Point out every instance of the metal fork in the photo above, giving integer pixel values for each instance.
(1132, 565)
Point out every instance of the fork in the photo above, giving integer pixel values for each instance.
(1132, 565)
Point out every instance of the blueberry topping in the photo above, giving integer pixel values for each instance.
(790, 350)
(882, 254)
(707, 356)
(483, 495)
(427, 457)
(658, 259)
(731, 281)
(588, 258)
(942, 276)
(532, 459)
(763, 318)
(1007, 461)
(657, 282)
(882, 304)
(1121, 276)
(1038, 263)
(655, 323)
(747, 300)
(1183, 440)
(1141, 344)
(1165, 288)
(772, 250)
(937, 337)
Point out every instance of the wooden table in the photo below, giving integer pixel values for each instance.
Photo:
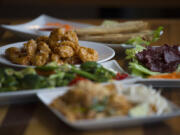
(35, 119)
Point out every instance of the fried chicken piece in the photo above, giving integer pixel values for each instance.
(43, 47)
(56, 34)
(73, 60)
(40, 59)
(88, 54)
(70, 36)
(43, 39)
(56, 58)
(74, 45)
(30, 47)
(64, 51)
(15, 55)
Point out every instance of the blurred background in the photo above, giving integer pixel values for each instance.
(83, 9)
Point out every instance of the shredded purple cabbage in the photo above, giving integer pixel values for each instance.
(160, 59)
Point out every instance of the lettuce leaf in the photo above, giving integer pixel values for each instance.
(136, 68)
(140, 41)
(140, 70)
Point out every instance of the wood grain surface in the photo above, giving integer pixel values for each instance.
(35, 119)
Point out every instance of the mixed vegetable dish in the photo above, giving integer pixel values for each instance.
(53, 75)
(153, 62)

==============================

■ Exercise instructions
Rewrite everything from the line containing "Point out every instance of the wood grain" down to the end of the data, keeping each request line as it is. Scale every pixel coordinate in the answers by 0.3 and round to whole numbers, with halves rounded up.

■ Exercise answer
Point out every instance of the wood grain surface in the photo above, giving integer pixel values for each instance.
(11, 36)
Point out every instance of the mixed vegetable dish in the photo above, giving integer pixel values for each instance.
(16, 23)
(46, 19)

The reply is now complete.